» **Source text**
Events
The events table is a non-destructive, unfiltered, zero-assumption transformation of raw events data. This means that the row count by date will exactly match the row count for each corresponding date shard of the source events data.
Partitioning
The output events table is date-partitioned, which permits optimized date queries from downstream systems, is easy to work with for humans or agents and fits well within BigQuery's limits on table partitions.
If you have installed using the events_external template, the output table is hive-partitioned on the partition_date DATE column. This means that partition_date should be used in the WHERE clause of subsequent filtering statements.
The events_partitioned template will result in a date-partitioned Native Table in BigQuery, partitioned on the event_date DATE column, which should be used in subsequent WHERE clause filters.
Schema
The output schema is composed of existing and converted columns from the source data, restructured columns, as well as additional data and metadata columns.
Augmentation
In addition to the event_count, event_param and user_property STRUCT columns, the following additional fields are added to support downstream modelling. SQL definitions are included in the SQL Definitions section.

» **Data extract**
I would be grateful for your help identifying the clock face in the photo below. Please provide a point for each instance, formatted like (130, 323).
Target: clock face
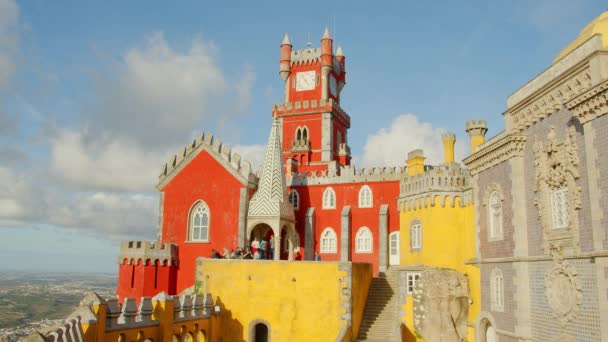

» **Instructions for the task**
Could you continue the BigQuery events table documentation from its final sentence, writing the next part of that text rather than anything drawn from the data?

» **Response to the exercise**
Metadata
| Column | Data Type | Description |
|---|---|---|
event_id | STRING | Unique id identifying each event |
ga_session_id | STRING | Extracted from ga_session_id event_params, corresponding to the timestamp of the event start |
ga4_dataset_id | STRING | The dataset_id (project_id.dataset_name) of the GA4 property |
session_id | STRING | Session id derived from a combination of stream_id, user_pseudo_id and ga_session_id |
Consent
| Column | Data Type | Description |
|---|---|---|
ga_session_id_is_null | BOOL | Flag whether the ga_session_id is null |
user_pseudo_id_is_null | BOOL | Flag whether the user_pseudo_id is null |
consent_status | STRING | Consent status for each event |
Localization
The IANA tz database timezone in which each event occurred is derived from the geo.country, geo.region and geo.city columns. This supports offsetting the actual observed timestamps to compute the precise local time-of-day that an event occurred, for more accurate user journey time-delta metric modelling.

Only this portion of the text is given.